## Exercise tasks
a. From the self-talk passage, repeat the stretch from "- Change your" through "be more positive." word for word.
b. In the self-talk passage, turn the paragraph that begins "Judge your thoughts" into a short bulleted list that keeps its main facts.

## Document excerpt
Self-talk is the conversations you have with yourself during the day. If you say, “Good job” to yourself, that is self-talk. If you say, “You stink,” that is self-talk, too. Positive, optimistic self-talk makes you feel better, and negative, pessimistic self-talk makes you feel worse.
To prepare your mind you have to change your self-talk. Here’s how:
- Track your thoughts. Begin by paying attention to the things you say to yourself. What do you say about staying at home? What do you say about your psoriasis? Knowing your thoughts gives you the information to change them.
- Judge your thoughts. Being judgmental of others is a risky plan, but judging your own thoughts is useful as long as you retain objectivity. Look at how your thoughts influence your feelings and behaviors. Thoughts that focus on the hazards and threatening aspects of leaving the home will keep you stuck. Likewise, thoughts that emphasize an unrealistic safety of being at home do the same. Challenge yourself to consider other points-of-view. Perceptions that support isolation support depression and anxiety. Thoughts that illustrate the good that comes from leaving your comfort zone combat mental illness. Decide what thoughts help you and what thoughts hurt you.
- Change your thoughts. Once you make your decision between the helpful and hurtful thoughts, actively work to put more thoughts that are positive in your mind. The process is simple. You can set alarms on your phone or create visual reminders in the house to encourage positive thinking. For example, put a sign on the refrigerator that says, “Staying inside makes you feel worse.” With repetition, you will be more likely to change the momentum of your thinking to be more positive.

## Provided records

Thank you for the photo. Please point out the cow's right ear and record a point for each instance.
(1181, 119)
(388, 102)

* * *

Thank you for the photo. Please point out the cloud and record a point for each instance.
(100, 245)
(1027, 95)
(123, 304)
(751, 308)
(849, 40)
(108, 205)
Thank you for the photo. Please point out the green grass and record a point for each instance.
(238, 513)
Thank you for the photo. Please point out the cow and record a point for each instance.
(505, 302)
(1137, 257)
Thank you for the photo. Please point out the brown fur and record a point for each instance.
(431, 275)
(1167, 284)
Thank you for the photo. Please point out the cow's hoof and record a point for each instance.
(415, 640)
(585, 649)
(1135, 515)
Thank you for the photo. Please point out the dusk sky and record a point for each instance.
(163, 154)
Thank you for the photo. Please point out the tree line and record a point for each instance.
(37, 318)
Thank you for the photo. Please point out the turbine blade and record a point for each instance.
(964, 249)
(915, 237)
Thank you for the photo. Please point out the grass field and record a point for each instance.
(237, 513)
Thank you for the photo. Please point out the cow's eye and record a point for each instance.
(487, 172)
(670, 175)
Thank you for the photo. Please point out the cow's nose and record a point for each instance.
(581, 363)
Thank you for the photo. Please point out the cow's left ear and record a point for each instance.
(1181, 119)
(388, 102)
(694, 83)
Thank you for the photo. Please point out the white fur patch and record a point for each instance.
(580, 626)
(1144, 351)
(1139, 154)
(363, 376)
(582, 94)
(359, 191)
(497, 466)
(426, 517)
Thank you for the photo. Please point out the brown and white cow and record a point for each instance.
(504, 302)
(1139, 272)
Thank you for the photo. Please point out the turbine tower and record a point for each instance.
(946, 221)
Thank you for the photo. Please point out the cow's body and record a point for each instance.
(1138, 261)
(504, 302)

## Solutions to the problems
a.
- Change your thoughts. Once you make your decision between the helpful and hurtful thoughts, actively work to put more thoughts that are positive in your mind. The process is simple. You can set alarms on your phone or create visual reminders in the house to encourage positive thinking. For example, put a sign on the refrigerator that says, “Staying inside makes you feel worse.” With repetition, you will be more likely to change the momentum of your thinking to be more positive.

b.
- Judging others is risky, but judging your own thoughts is useful if you stay objective.
- Look at how your thoughts influence your feelings and behaviors.
- Thoughts that focus on the hazards of leaving home, or on an unrealistic safety of being at home, keep you stuck.
- Challenge yourself to consider other points of view.
- Perceptions that support isolation support depression and anxiety. Thoughts about the good that comes from leaving your comfort zone combat mental illness.
- Decide which thoughts help you and which hurt you.